(Exercise instructions): According to the wrestling text, why did TNT object to stretching his opponents? Answer in one to three sentences.

(Text extract):
A couple of weeks after writing a scathing online attack on TNT’s (in)abilities, the IWS put on an outdoor show during the Montreal Fringe Festival. After the show, I introduced myself to TNT and we had a very good-natured argument about his ability in the ring and his gimmick. Under the circumstances, he was very gracious to me, confirming my suspicion that he was too nice for his gimmick.

TNT objected to my demands for him to stretch people on two grounds: first, he explained that he had trained or helped train most of the kids that he faced, so he didn’t want to hurt them. I countered that I wasn’t asking him to hurt them, just to make it look like he was hurting them. TNT’s second point was more pertinent, he worried that stretching his opponent – humiliating them – would kill their heat and end their careers before they even started. I argued that the opposite was true – that the bigger a dick that TNT was, the bigger a face – a hero – his opponent could be; that a rookie would get more cheers by landing one offensive move in a squash than by fighting TNT in an even-steven match. We agreed to disagree on that point.

(Excerpted records):

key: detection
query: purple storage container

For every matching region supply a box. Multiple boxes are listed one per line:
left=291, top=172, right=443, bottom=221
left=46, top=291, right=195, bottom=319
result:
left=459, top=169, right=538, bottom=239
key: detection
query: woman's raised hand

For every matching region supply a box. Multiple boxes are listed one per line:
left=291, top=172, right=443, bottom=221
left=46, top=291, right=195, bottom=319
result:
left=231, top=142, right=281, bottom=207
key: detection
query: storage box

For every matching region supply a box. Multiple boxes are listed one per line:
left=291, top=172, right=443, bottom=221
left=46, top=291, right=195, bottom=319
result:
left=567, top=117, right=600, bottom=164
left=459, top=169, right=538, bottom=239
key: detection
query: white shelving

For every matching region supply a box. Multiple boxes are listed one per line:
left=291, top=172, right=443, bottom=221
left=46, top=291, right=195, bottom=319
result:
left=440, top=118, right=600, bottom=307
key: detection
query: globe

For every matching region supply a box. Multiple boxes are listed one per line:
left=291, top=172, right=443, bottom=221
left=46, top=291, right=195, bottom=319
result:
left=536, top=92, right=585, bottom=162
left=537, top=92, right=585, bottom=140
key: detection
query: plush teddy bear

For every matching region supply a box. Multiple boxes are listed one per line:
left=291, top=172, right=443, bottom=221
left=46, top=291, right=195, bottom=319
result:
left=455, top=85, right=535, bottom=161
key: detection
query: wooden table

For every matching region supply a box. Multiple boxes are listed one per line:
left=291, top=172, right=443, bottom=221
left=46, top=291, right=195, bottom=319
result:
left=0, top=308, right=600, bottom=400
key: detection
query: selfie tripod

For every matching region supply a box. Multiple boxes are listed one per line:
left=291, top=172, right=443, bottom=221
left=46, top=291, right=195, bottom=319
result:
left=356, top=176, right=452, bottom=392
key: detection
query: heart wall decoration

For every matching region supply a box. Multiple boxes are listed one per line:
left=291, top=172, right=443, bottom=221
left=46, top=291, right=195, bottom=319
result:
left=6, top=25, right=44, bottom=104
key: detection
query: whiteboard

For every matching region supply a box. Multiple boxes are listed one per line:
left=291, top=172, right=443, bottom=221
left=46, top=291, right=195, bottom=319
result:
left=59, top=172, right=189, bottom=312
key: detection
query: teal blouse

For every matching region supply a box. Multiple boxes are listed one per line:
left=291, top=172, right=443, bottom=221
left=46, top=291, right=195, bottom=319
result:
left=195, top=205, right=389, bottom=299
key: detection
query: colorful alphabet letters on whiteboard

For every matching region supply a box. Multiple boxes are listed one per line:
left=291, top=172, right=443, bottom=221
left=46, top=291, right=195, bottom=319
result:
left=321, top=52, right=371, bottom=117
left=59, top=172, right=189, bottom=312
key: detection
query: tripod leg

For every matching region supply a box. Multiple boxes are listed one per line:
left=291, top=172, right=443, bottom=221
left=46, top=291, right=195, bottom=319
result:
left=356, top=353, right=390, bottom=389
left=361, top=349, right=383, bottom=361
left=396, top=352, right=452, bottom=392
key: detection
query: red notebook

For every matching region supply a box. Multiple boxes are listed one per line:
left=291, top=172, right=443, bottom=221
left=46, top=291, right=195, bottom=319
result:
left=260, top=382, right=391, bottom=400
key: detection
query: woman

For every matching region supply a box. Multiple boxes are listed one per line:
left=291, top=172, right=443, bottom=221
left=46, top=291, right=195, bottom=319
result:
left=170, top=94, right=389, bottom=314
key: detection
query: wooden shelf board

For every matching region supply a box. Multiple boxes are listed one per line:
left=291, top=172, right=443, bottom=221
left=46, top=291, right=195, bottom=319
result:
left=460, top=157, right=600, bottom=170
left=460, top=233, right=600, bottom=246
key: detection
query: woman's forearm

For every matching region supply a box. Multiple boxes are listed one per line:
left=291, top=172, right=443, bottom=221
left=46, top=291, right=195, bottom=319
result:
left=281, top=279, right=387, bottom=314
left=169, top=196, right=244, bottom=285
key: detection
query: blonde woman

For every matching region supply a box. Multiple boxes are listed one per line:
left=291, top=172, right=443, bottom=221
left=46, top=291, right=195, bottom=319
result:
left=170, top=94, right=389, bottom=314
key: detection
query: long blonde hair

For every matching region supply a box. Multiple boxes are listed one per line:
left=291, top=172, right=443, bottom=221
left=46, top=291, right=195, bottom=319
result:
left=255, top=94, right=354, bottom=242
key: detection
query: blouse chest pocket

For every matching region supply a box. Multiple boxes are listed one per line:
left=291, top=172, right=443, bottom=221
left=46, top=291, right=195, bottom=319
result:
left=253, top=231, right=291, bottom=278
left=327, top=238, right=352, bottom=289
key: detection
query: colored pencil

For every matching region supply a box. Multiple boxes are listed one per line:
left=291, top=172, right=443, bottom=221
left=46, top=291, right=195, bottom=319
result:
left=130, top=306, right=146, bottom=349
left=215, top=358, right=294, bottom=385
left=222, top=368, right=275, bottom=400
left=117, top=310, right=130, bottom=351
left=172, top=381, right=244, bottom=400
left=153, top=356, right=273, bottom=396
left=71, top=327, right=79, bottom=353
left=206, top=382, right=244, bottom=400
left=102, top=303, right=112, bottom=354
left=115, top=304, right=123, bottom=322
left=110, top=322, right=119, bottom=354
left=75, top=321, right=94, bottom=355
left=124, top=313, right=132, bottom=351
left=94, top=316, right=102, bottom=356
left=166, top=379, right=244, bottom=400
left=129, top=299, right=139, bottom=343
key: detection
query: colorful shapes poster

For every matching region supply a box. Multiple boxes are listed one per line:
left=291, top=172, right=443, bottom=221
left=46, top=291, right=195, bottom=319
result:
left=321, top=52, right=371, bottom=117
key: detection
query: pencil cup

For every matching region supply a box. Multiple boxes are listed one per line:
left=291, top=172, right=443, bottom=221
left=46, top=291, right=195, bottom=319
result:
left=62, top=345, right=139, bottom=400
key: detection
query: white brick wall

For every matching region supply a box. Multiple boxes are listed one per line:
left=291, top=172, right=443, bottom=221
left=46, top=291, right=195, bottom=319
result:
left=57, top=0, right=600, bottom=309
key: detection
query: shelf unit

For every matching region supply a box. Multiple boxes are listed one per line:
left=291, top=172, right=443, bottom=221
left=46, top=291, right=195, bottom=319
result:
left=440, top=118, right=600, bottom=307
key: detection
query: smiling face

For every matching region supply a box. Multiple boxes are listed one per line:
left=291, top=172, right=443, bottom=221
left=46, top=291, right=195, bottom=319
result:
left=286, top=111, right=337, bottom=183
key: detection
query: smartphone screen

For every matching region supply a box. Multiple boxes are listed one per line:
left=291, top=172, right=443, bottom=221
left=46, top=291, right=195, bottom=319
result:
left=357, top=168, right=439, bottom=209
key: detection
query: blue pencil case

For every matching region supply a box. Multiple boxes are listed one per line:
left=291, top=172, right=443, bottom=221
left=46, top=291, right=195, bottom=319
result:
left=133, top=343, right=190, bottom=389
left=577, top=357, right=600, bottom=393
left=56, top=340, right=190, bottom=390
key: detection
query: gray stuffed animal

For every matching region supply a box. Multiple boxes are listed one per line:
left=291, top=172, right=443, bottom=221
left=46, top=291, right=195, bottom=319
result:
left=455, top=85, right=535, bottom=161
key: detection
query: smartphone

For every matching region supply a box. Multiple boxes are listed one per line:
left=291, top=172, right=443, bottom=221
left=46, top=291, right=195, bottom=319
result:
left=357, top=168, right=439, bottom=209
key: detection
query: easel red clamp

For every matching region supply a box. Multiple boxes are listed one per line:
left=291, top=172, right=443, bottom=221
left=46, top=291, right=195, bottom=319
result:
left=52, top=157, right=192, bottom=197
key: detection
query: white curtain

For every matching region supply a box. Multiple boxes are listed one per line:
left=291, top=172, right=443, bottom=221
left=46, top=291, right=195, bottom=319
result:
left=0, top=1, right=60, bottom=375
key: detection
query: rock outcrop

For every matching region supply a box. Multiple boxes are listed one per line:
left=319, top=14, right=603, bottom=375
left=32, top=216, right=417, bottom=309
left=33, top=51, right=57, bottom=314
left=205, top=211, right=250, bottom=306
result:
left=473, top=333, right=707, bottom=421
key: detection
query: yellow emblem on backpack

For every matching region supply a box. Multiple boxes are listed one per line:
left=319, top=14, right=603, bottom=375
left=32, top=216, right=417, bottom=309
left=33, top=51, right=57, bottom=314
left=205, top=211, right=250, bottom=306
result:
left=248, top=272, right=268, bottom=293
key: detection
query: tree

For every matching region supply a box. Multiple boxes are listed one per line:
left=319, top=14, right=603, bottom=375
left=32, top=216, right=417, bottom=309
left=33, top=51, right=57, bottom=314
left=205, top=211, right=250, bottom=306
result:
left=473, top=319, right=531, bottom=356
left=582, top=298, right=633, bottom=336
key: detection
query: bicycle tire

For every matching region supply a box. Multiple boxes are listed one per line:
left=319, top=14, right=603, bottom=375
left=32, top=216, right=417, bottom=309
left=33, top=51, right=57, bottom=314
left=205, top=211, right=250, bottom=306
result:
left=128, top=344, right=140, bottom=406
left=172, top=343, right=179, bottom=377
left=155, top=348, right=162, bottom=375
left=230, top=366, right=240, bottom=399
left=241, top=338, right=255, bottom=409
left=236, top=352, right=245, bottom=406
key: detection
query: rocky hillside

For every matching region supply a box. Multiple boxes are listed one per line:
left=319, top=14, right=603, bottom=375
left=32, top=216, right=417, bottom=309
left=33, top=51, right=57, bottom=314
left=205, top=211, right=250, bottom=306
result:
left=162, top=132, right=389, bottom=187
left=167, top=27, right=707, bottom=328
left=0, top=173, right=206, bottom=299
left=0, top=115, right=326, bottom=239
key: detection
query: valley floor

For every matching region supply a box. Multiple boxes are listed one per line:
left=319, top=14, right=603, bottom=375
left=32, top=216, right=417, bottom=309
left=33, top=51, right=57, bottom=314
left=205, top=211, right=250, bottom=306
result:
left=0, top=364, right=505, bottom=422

(The reply): He had trained or helped train most of the kids he faced, so he did not want to hurt them. He also worried that humiliating an opponent would kill their heat and end their careers before they even started.